=== Soal Latihan ===
a - Menurut artikel tentang jemuran puisi, sejak tahun berapa Sigit Susanto dan teman-temannya menggelar jemuran puisi di pinggiran Danau Zug?
b - Salin persis bagian artikel tentang jemuran puisi mulai dari "Bersama KLM, sudah" sampai dengan "dan Konstanz, Jerman.".
c - Teruskan artikel tentang jemuran puisi, dimulai setelah kalimat terakhirnya.

=== Teks Bacaan ===
Inibaru.id - Jemuran selalu identik dengan pakaian basah yang dijereng pada tali atau semacamnya agar kering. Namun, dalam Jemuran Puisi Syawalan di Boja pada Selasa (11/6/2019), alih-alih pakaian basah, tali justru diisi puisi-puisi yang ditempel pada kertas manila, lalu dijereng mirip jemuran.
Agar menarik dilihat, kertas berisikan puisi itu dibentuk pelbagai rupa, seperti buah-buahan, bulan sabit, kemeja, hingga daun. Puisi-puisi tersebut kemudian dijereng pada tali dengan bantuan penjepit. Hm, unik!
Adalah Sigit Susanto, pegiat sastra asal Boja, Kendal, Jawa Tengah, yang kini tinggal di Zug, Swiss, sang penggagas "jemuran puisi". Dia, dan sejumlah temannya yang juga menggemari sastra, telah menggelar jemuran puisi di pinggiran Danau Zug sejak 2011. "Ritual" itu mereka lakukan setiap Kamis pada Juni.
Nggak cuma puisi, Sigit, sapaan akrabnya, juga menyertakan atribut ke-Indonesia-an dalam "jemuran" itu, di antaranya motif batik, wayang kulit, dan lagu-lagu Indonesia.
Baca juga:
Dari Boja Sigit Susanto Bawa Sastra Susuri Dunia
Ketika Puisi Menyapa Masyarakat dari Rentangan Tali Jemuran
“Siapa saja bisa memetik dan membacakan puisi di jemuran tersebut. Jika suka puisinya, dibawa pulang juga nggak masalah,” tuturnya saat ditemui Inibaru.id pada gelaran Jemuran Puisi Syawalan.
Sigit Susanto bersama jemuran puisinya di Zug, Swiss. (Tembi.net)
Dari Swiss, Sigit membawa ide tersebut ke Indonesia. Dia menjemur puisi di Tegal, Pontianak, dan tentu saja ke tanah kelahirannya di "Lereng Medini" alias Boja, Kendal. Di Boja, dirinya berkolaborasi dengan Komunitas Lereng Medini (KLM).
Bersama KLM, sudah tiga kali Sigit menggelar jemuran puisi, yakni di Balai Desa Boja, Syawalan Boja pada 2017, dan Jemuran Puisi Syawalan 2019.
Dari Penyair Jalanan
Mengenai jemuran puisi, Sigit mengaku terinspirasi dari dua aksi puisi jalanan di Wina, Austria, dan Konstanz, Jerman.

=== Daftar Baris ===
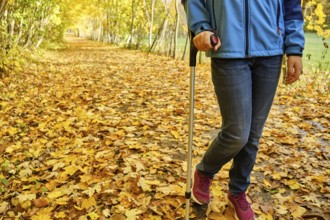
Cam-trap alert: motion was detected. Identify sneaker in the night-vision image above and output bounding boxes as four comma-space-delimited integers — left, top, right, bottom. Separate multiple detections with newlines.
228, 192, 254, 220
191, 170, 212, 205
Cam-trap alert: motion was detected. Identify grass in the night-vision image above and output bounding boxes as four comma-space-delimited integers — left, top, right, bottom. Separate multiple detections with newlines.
303, 33, 330, 71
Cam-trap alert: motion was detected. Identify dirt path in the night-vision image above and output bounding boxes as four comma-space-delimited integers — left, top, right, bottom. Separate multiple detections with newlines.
0, 38, 330, 220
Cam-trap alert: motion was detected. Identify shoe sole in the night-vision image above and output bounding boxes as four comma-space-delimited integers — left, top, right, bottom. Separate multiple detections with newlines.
228, 199, 255, 220
191, 171, 208, 205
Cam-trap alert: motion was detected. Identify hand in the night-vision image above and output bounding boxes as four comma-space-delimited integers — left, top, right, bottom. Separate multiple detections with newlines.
193, 31, 221, 51
285, 56, 302, 84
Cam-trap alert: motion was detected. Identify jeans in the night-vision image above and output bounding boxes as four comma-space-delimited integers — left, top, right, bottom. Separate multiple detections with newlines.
196, 55, 282, 194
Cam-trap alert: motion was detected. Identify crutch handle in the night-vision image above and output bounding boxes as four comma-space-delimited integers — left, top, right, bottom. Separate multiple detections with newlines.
189, 31, 198, 67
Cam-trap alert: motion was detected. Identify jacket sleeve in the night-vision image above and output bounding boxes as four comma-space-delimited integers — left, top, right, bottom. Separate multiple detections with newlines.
185, 0, 212, 34
284, 0, 305, 55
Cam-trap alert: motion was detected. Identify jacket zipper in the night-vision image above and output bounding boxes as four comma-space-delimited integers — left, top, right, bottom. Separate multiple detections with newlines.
212, 0, 218, 36
245, 0, 249, 58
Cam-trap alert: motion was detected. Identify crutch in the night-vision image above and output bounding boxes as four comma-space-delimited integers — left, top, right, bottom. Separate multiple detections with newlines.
185, 32, 218, 220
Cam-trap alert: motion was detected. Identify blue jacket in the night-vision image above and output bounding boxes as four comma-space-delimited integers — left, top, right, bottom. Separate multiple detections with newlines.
185, 0, 304, 58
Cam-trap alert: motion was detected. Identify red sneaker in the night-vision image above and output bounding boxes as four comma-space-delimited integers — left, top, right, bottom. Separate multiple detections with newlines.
228, 192, 254, 220
191, 170, 212, 205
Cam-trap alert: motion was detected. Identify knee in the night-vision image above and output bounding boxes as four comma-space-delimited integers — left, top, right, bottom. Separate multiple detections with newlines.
218, 131, 249, 151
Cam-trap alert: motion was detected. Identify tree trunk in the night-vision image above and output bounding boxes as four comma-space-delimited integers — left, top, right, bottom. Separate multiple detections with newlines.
173, 1, 180, 59
0, 0, 8, 19
149, 0, 156, 46
181, 34, 189, 60
128, 0, 135, 48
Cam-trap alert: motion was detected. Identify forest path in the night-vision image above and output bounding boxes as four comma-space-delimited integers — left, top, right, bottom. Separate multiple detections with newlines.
0, 38, 330, 220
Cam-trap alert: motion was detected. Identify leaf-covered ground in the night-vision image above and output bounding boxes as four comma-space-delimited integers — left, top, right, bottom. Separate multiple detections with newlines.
0, 39, 330, 220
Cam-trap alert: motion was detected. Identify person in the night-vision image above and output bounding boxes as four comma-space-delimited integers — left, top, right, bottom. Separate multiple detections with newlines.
184, 0, 304, 220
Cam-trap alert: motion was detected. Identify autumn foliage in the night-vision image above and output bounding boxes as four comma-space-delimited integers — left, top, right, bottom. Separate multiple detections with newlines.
0, 38, 330, 220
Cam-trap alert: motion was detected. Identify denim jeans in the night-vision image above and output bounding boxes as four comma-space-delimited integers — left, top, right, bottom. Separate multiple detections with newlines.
196, 55, 282, 194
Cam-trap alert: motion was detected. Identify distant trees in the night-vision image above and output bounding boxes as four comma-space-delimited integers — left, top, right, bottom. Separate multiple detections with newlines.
0, 0, 330, 79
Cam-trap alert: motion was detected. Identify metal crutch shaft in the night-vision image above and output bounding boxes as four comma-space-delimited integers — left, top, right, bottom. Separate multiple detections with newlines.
185, 32, 218, 220
185, 33, 198, 220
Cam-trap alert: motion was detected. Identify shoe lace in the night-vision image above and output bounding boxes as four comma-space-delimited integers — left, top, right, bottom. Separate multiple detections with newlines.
199, 174, 211, 192
233, 193, 250, 210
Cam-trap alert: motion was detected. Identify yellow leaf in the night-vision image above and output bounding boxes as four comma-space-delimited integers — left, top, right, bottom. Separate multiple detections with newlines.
286, 180, 300, 190
81, 197, 96, 210
275, 205, 288, 215
291, 206, 307, 219
7, 211, 15, 218
17, 194, 37, 203
125, 209, 142, 220
56, 197, 70, 205
0, 202, 9, 214
31, 215, 52, 220
55, 212, 66, 218
138, 177, 151, 192
47, 190, 63, 199
87, 212, 99, 220
171, 131, 180, 139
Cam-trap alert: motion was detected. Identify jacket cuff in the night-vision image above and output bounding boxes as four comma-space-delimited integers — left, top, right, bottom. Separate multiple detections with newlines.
194, 23, 213, 35
285, 46, 303, 56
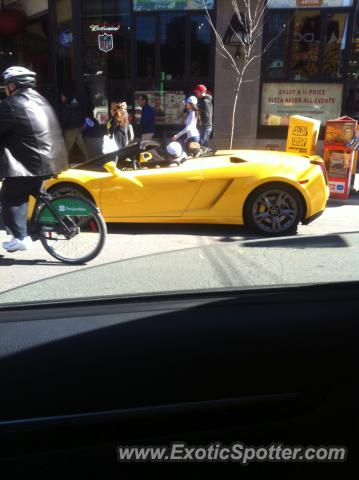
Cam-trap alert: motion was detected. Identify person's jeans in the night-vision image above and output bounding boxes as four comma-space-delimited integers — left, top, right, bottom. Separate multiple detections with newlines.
0, 177, 44, 240
186, 135, 200, 145
200, 127, 212, 147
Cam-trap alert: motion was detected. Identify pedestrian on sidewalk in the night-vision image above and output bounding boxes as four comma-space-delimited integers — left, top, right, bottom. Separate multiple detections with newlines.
172, 96, 200, 150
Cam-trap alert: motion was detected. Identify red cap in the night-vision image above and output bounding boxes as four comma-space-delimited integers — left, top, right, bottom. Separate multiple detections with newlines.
193, 85, 207, 93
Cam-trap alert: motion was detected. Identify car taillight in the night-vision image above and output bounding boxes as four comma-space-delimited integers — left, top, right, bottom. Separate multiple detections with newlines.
310, 160, 328, 185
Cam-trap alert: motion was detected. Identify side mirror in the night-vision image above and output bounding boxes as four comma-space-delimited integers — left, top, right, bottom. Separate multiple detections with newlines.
103, 161, 119, 177
104, 161, 143, 187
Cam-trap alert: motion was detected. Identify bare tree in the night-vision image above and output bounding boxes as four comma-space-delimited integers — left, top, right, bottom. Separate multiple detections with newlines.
203, 0, 285, 149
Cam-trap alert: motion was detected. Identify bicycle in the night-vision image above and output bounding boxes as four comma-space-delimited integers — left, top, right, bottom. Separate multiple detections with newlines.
28, 191, 107, 264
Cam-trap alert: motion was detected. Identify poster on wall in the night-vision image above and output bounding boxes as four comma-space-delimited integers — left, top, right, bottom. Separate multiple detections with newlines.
133, 0, 214, 12
268, 0, 353, 8
261, 83, 343, 126
135, 91, 184, 125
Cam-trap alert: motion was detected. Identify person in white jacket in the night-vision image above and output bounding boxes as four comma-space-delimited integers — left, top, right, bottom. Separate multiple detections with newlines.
172, 96, 199, 145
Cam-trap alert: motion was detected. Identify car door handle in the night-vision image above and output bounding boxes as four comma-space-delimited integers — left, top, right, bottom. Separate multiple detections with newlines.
186, 175, 203, 182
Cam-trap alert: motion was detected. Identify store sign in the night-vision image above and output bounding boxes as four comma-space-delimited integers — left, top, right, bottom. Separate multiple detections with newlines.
297, 0, 323, 8
90, 23, 120, 32
98, 33, 113, 53
59, 30, 74, 48
133, 0, 214, 12
261, 83, 343, 126
268, 0, 353, 8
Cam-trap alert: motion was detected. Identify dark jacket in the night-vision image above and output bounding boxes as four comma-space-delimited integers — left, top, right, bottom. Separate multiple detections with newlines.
61, 98, 84, 130
0, 88, 68, 178
141, 103, 155, 134
198, 94, 213, 128
108, 118, 130, 150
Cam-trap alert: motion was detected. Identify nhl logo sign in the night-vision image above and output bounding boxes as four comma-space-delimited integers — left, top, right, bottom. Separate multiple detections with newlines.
98, 33, 113, 53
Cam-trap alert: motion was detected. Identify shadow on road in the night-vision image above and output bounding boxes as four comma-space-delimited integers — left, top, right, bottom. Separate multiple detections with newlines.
107, 223, 259, 242
241, 232, 358, 250
0, 255, 69, 267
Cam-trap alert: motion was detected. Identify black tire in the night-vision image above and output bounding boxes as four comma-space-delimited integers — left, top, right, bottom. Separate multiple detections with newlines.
243, 182, 304, 236
47, 182, 95, 203
36, 195, 107, 265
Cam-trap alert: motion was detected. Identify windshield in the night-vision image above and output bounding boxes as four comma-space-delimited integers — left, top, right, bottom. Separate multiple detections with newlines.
0, 0, 359, 307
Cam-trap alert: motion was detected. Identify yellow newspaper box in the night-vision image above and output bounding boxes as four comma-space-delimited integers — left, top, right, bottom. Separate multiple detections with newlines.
286, 115, 320, 155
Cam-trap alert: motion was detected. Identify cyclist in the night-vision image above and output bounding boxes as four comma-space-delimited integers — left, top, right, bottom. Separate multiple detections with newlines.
0, 66, 68, 252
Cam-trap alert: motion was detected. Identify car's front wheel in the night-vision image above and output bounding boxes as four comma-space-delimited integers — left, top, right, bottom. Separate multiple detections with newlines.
244, 183, 303, 236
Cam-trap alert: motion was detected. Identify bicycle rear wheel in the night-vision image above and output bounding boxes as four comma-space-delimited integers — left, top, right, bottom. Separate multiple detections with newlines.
36, 195, 107, 264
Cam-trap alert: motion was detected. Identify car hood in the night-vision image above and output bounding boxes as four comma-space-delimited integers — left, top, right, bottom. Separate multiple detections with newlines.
0, 232, 359, 306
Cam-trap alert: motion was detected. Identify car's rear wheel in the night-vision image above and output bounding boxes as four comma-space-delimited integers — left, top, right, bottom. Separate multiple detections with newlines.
244, 183, 303, 236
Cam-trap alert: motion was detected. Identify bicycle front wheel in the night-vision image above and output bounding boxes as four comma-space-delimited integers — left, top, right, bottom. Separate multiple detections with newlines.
37, 195, 107, 264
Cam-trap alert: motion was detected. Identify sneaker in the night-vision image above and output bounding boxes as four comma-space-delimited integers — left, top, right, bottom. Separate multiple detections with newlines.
2, 237, 15, 250
4, 237, 32, 252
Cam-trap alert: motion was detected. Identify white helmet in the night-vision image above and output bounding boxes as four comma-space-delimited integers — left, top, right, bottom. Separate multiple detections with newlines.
183, 95, 198, 105
2, 67, 36, 87
167, 142, 183, 158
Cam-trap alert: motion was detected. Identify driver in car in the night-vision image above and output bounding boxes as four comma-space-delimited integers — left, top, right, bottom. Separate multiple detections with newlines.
140, 142, 188, 168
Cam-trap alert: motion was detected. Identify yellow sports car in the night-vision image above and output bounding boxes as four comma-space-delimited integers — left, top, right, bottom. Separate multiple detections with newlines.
46, 142, 329, 235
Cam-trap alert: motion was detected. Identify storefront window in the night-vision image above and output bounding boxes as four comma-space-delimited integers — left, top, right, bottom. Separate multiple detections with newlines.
160, 13, 186, 80
291, 10, 321, 80
83, 14, 132, 124
266, 13, 289, 79
322, 13, 348, 79
190, 15, 211, 77
133, 0, 214, 12
136, 15, 156, 79
82, 0, 130, 16
268, 0, 353, 8
56, 0, 75, 95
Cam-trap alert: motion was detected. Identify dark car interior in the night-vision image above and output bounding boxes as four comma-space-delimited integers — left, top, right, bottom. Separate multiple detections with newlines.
71, 140, 215, 172
0, 282, 359, 478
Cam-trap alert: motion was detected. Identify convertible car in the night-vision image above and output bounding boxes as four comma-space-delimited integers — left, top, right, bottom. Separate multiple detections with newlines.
46, 142, 329, 235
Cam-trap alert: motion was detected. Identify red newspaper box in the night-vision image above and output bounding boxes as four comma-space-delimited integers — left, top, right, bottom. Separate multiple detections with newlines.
323, 117, 357, 200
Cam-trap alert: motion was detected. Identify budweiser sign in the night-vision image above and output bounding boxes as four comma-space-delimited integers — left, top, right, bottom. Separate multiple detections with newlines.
297, 0, 323, 7
90, 25, 120, 32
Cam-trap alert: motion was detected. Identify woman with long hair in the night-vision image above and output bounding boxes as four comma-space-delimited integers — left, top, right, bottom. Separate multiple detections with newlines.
107, 102, 133, 149
172, 96, 199, 148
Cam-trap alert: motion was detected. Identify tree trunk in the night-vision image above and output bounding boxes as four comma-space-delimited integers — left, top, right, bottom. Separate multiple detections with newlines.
229, 71, 243, 150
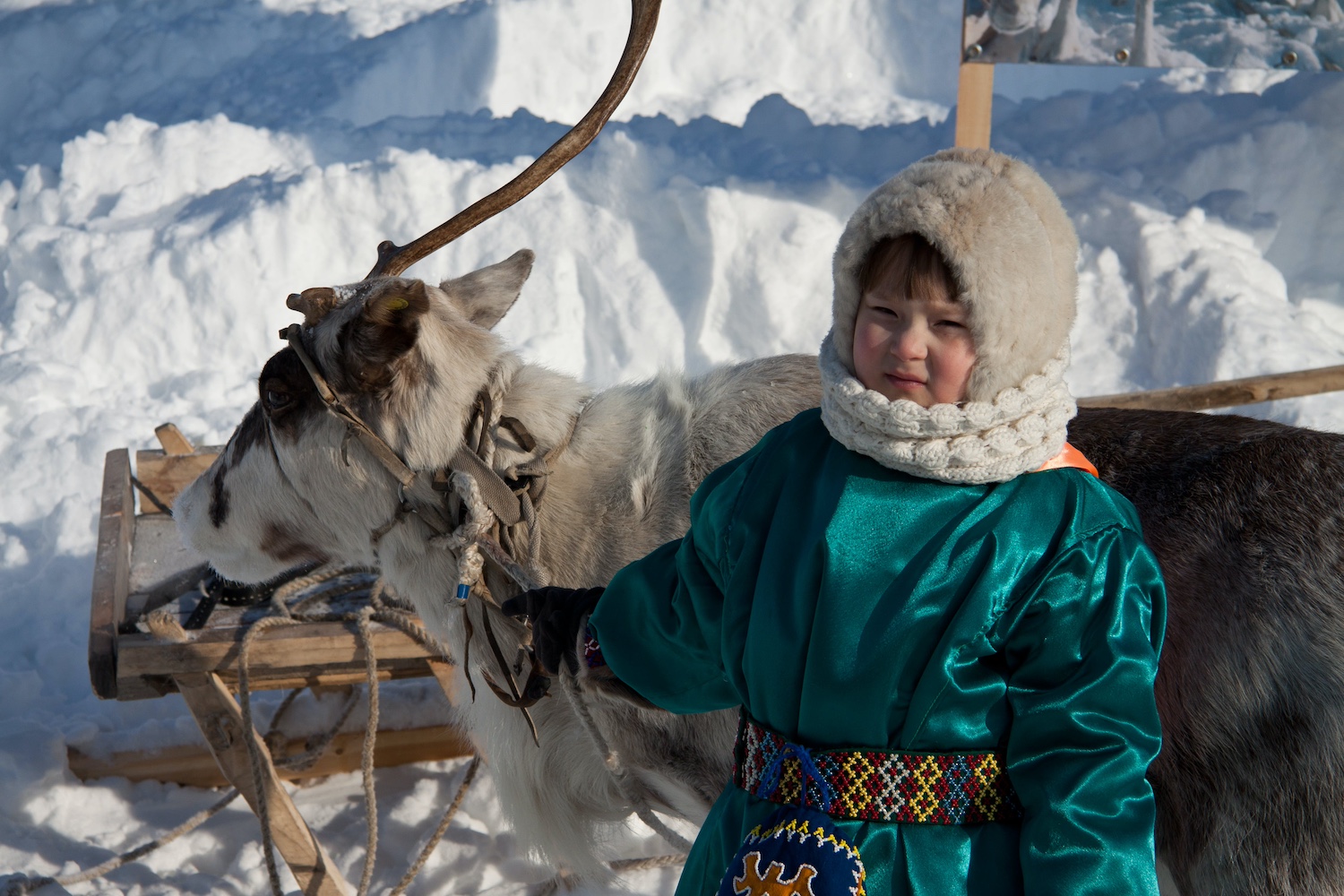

=== Jawaban ===
a - Sejak 2011.

b -
Bersama KLM, sudah tiga kali Sigit menggelar jemuran puisi, yakni di Balai Desa Boja, Syawalan Boja pada 2017, dan Jemuran Puisi Syawalan 2019.
Dari Penyair Jalanan
Mengenai jemuran puisi, Sigit mengaku terinspirasi dari dua aksi puisi jalanan di Wina, Austria, dan Konstanz, Jerman.

c -
“Di Wina, ada penyair bernama Helmuth Seethaler yang sering membentangkan puisi pada potongan kertas kecil di bawah gedung-gedung tua,” ujar penulis buku Kesetrum Cinta ini, yang juga menambahkan bahwa aksi Helmuth itu sudah berlangsung lebih dari 30 tahun.
Kemudian, inspirasi kedua, lanjutnya, berasal dari Hans-Jürgen Gabel, seorang penganggur dari Jerman yang mengamen puisi di Kota Konstanz dengan berpuisi tanpa teks.
“Berangkat dari pengalaman aksi puisi jalanan itulah, kami di Swiss melakukan hal serupa, ungkap Sigit, "Menggelar puisi di pinggir Danau Zug, juga mencoba mempraktikannya di Boja seperti saat ini."
Baca juga: Ketika Puisi Menyapa Masyarakat dari Rentangan Tali Jemuran
Sementara itu, Umi Kholifah, alumnus SMA N 1 Boja yang hadir dalam gelaran Jemuran Puisi Syawalan berharap, acara seperti ini terus berlanjut.
“Saya senang dengan puisi, makanya datang ke sini dan ikut membaca salah satu puisi yang dipamerkan," kata dia.
Gadis 20 tahun itu berharap, acara semacam itu bisa lebih sering digelar. Wah, sepakat dengan Mbak Umi Kholifah deh! Semoga lebih banyak lagi puisi-puisi yang digantung di jemuran! Ha-ha. Bercanda! (Audrian F/E03)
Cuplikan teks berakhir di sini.